The data:
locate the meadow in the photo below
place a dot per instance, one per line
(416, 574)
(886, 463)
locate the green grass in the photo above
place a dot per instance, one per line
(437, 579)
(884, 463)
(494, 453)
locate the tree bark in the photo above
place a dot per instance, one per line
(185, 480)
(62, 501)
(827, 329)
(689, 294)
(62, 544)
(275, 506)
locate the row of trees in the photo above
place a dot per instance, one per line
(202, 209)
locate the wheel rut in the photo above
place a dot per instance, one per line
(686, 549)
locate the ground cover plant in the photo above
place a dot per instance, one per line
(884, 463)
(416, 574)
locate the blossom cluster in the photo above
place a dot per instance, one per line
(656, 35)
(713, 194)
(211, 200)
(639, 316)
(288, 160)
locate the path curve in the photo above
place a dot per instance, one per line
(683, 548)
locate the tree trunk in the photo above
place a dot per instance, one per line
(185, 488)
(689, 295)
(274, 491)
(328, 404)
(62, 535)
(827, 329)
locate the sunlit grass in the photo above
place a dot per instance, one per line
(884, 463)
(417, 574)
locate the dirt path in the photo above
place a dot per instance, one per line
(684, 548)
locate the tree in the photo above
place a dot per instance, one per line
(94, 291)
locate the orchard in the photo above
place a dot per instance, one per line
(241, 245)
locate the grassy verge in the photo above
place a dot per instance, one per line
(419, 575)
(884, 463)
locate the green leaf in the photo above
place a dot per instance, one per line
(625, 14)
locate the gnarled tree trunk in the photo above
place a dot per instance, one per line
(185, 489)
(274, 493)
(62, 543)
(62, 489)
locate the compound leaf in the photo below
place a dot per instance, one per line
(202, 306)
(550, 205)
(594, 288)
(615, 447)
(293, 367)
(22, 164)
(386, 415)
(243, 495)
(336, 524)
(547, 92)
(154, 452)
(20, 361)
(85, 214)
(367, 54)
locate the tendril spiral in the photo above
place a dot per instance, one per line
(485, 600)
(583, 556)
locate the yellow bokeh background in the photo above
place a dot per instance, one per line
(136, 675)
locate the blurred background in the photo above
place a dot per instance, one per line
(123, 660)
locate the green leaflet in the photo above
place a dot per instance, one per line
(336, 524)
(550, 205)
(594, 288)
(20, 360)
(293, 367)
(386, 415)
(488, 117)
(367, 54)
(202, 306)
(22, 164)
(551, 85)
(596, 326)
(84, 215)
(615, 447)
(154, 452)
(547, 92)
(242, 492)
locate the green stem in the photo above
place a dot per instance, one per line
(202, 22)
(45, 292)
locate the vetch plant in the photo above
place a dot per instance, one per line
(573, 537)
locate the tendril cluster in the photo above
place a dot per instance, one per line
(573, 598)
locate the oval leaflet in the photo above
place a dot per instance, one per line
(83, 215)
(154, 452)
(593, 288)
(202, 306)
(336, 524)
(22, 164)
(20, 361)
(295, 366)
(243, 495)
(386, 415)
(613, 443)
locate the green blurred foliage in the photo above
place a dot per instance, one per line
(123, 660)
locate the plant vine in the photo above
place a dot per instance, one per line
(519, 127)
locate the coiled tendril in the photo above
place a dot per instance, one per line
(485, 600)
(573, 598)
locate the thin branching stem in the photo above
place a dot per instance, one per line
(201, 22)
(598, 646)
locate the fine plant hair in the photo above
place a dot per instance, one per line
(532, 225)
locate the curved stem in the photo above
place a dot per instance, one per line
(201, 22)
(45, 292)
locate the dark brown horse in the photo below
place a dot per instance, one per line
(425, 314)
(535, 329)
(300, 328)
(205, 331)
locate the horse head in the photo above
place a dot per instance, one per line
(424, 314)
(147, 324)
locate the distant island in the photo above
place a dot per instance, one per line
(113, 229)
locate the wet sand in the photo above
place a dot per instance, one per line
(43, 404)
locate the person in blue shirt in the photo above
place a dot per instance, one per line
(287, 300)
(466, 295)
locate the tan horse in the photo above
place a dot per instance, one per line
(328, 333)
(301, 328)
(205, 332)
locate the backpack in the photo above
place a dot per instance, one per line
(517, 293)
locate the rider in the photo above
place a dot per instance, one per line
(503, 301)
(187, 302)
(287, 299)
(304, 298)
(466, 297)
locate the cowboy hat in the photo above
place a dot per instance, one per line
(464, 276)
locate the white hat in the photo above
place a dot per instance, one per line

Work instructions:
The data above should be output exactly, with each line intact.

Answer below:
locate the meadow in the photo below
place a dot per instance, one per line
(416, 574)
(886, 463)
locate the green grass in the photo above
place a dot per instance, one per line
(437, 579)
(884, 463)
(494, 453)
locate the tree bark in the photo above
place a dot per instance, one per line
(185, 480)
(62, 501)
(827, 329)
(689, 294)
(62, 544)
(275, 506)
locate the row of trees in the photo above
place a dot per instance, one per line
(202, 209)
locate the wheel rut in the photo above
place a dot per instance, one per line
(686, 549)
locate the ground cover plant in the photo above
place a dot per instance, one per line
(884, 463)
(416, 574)
locate the blossom cluster in the photo above
place a dot per instance, one per line
(656, 35)
(713, 194)
(211, 200)
(639, 316)
(288, 160)
locate the path curve in the photo above
place a dot per instance, one per line
(683, 548)
locate the tree trunk in the photo above
place a dot per instance, one per line
(185, 488)
(689, 295)
(274, 491)
(328, 404)
(62, 535)
(827, 329)
locate the sunlit grass in the photo above
place a dot per instance, one per line
(884, 463)
(417, 574)
locate the dirt path in the photo above
place a dot per instance, one per line
(684, 548)
locate the tree in the photo above
place a dot per instance, one per line
(94, 291)
locate the orchard in the photo above
place a dot per instance, one per line
(241, 245)
locate the grassy verge in the photo above
place a dot per instance, one per line
(419, 575)
(884, 463)
locate the green leaf in the photo above
place a dot per instance, one per line
(625, 14)
locate the gnarled tree trunk in the photo above
place a dot per instance, one per line
(185, 489)
(274, 493)
(62, 543)
(62, 489)
locate the compound leaf in the photo below
place a dot per instance, one per line
(202, 306)
(550, 205)
(594, 288)
(615, 447)
(293, 367)
(22, 164)
(386, 415)
(243, 495)
(336, 524)
(547, 92)
(154, 452)
(20, 361)
(85, 214)
(367, 54)
locate the tendril spiral in the photo above
place a dot per instance, one per line
(485, 600)
(583, 556)
locate the yellow bokeh background in the photo above
place a dot per instance, one per line
(136, 675)
locate the blurred background in the photo above
place a dot per instance, one per line
(123, 660)
locate the green leaflet in the photo above
place a dot per instance, one per line
(336, 524)
(550, 205)
(594, 288)
(20, 360)
(293, 367)
(386, 415)
(488, 117)
(367, 54)
(202, 306)
(22, 164)
(551, 85)
(596, 326)
(84, 215)
(615, 447)
(154, 452)
(547, 92)
(242, 492)
locate the green stem in the photo above
place a dot per instance, one per line
(202, 22)
(45, 292)
locate the vetch plant in the photo above
place a dot per instance, one per line
(573, 537)
locate the tendril cluster in the photo above
place a dot per instance, one per line
(573, 598)
locate the oval leaflet in the photo above
place a dot per instance, one per line
(83, 215)
(154, 452)
(593, 288)
(202, 306)
(336, 524)
(22, 164)
(20, 361)
(295, 366)
(243, 495)
(386, 415)
(613, 443)
locate the green blurred foliage in the photo above
place a dot per instance, one per line
(123, 660)
locate the plant vine in the photo above
place a dot per instance, one per line
(519, 127)
locate the coiled tendril in the photo above
place a dot per instance, one per line
(485, 600)
(573, 598)
locate the thin branching stem in the photo above
place a dot per instance, one per line
(201, 22)
(598, 646)
locate the fine plant hair in the photo above
place a dot per instance, one per line
(532, 225)
locate the curved stem in the photo above
place a dot per instance, one per line
(201, 22)
(45, 292)
locate the dark brown horse in the photo below
place a dot per instance, one per line
(425, 314)
(535, 329)
(300, 328)
(205, 331)
locate the horse head in the photo above
place a dot per instance, one per line
(424, 314)
(147, 324)
locate the distant island in the photo above
place a dot per instance, one per line
(113, 229)
locate the wet sand in the photo above
place a dot per instance, one per line
(43, 404)
locate the person in blue shirt in the photo above
place a dot per instance, one per line
(287, 300)
(466, 295)
locate the tan horse in the photo above
place a dot per instance, one per line
(328, 333)
(301, 328)
(205, 332)
locate the backpack in the photo above
place a dot per instance, one per line
(517, 293)
locate the rider in the photo above
place a dot per instance, one per line
(503, 301)
(187, 302)
(287, 299)
(304, 298)
(466, 297)
locate the cowboy hat in the photo above
place a dot per instance, one per line
(464, 276)
locate the white hat in the photo above
place a dot per instance, one per line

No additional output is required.